TEXTAUSZUG:
((

Alte Tradition liebevoll gepflegt — die Adenauer Gerberzunft
Karlheinz Korden
Adenau’s Heimatfest 1978 stand ganz im Zeichen seiner noch existierenden drei Zünfte, die als Bindeglied an eine einst stolze und wohlhabende Vergangenheit der Johanniterstadt erinnern. Diese Handwerkervereinigungen, die Gerber-, Wollenweber- und Hammerzunft werden liebevoll gepflegt, und obwohl sie heute keine wirtschaftliche Bedeutung mehr besitzen, geben sie den wohl bedeutsamsten Hinweis auf den ehemaligen Handwerksgeist, der das Wachsen und Blühen der Eifelmetropole bestimmte.
Die Zünfte entstanden im 12. Jahrhundert als Zusammenschluß der von der Hofhörigkeit befreiten Handwerker und wurden bald neben den Patriziern zu den Trägern der mittelalterlichen Städte. Es waren meist pflichtmäßige fachliche Vereinigungen und hatten strenge, geschriebene Satzungen und waren getragen von christlichen Grundsätzen. Die Zunftbriefe, Zunftrollen, auch Schrägen genannt, bestimmten die Zahl der Meister, die Lehrlingsausbildung und hatten große Einflüsse auf Preis- und Qualitätsvorschriften.“ Durch die Aufhebung ihrer Vorrechte durch die Gewerbefreiheit im norddeutschen Bund 1869 verloren die Zünfte ihre Bedeutung und haben heute
weitgehend ihren Nachfolger in den Innungen und Handwerkskammern gefunden. Adenaus jüngste Zunft, die Hammerzunft, gegründet im Jahre 1746, versammelt sich alljährlich am Namensfeste ihres Schutzpatrons, St. Joseph, am 19.3. und bei dieser Gelegenheit hat der Interessierte die Möglichkeit, das in der Zunftlade wohlverwahrte und behütete alte, vergilbte Zunftbuch einzusehen und mit Staunen wird er zur Kenntnis nehmen, daß bei der Gründung der Hammerzunft im Jahre 1746 bereits 49 Meister vorhanden waren, die als Schlosser, Schreiner, Zimmerer, Glaser, Maurer, Schmiede und Nagelschmiede und Leyendecker ihr Handwerk ausübten.

))

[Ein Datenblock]
((

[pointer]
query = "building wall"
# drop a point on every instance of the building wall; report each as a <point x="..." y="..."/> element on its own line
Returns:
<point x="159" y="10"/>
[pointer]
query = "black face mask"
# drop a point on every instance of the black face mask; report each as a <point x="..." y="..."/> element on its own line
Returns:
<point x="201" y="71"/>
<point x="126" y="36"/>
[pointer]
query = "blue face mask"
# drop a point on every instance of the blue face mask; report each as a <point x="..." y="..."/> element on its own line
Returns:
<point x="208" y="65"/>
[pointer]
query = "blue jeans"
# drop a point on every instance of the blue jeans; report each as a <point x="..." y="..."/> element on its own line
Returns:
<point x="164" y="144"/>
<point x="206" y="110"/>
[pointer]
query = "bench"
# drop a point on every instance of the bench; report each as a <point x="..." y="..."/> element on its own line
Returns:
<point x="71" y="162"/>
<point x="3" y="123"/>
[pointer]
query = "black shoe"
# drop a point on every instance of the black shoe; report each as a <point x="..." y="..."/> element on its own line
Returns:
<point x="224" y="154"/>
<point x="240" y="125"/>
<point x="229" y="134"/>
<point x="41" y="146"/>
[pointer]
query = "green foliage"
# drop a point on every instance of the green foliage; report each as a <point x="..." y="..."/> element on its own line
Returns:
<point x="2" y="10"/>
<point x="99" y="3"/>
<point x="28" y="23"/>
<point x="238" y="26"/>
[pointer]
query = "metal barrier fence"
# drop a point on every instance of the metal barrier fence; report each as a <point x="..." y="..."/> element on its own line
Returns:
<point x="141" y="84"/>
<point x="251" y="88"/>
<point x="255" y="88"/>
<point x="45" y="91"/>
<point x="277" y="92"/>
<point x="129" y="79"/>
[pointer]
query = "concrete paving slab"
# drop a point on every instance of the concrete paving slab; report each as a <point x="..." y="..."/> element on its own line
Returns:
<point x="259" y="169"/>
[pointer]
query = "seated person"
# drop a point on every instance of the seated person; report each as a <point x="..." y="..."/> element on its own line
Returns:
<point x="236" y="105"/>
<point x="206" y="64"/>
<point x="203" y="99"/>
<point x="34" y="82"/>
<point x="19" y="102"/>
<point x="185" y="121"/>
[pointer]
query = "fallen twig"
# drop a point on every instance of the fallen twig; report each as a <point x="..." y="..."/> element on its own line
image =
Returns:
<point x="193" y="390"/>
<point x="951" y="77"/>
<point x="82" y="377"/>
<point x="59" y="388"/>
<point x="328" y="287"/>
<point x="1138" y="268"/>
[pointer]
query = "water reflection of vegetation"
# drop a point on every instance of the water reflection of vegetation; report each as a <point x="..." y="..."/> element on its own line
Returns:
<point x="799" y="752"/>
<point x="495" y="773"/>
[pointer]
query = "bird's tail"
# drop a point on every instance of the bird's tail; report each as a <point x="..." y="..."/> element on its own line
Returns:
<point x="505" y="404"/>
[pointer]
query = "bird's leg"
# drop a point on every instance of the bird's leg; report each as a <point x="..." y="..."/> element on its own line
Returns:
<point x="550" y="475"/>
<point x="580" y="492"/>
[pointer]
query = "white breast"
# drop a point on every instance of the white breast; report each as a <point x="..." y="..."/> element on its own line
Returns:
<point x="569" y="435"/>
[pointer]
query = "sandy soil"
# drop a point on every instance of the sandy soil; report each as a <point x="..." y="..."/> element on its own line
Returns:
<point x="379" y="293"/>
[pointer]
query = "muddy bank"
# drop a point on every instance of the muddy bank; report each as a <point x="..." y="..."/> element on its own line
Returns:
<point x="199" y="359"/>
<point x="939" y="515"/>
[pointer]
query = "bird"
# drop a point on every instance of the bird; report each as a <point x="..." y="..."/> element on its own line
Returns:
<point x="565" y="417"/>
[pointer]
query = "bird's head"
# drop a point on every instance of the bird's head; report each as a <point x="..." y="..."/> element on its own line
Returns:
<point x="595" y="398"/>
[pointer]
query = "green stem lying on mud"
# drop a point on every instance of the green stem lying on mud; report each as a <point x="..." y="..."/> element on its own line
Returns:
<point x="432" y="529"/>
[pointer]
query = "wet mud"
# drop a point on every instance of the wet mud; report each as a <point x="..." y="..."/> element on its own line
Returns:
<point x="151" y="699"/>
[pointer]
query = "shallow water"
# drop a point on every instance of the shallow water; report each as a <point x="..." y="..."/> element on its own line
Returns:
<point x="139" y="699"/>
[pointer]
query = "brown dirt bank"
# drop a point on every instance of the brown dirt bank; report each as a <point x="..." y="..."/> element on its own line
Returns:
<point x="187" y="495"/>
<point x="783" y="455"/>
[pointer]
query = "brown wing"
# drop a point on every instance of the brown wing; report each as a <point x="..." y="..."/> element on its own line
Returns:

))

AUFGABE:
Beantworte diese Fragen zum Textauszug:
1. Welche drei Zünfte gibt es in Adenau noch?
2. In welchem Jahrhundert entstanden die Zünfte?
3. Wie viele Meister gab es bei der Gründung der Hammerzunft im Jahr 1746?

ANTWORT:
1. Die Gerber-, die Wollenweber- und die Hammerzunft.
2. Im 12. Jahrhundert.
3. 49 Meister.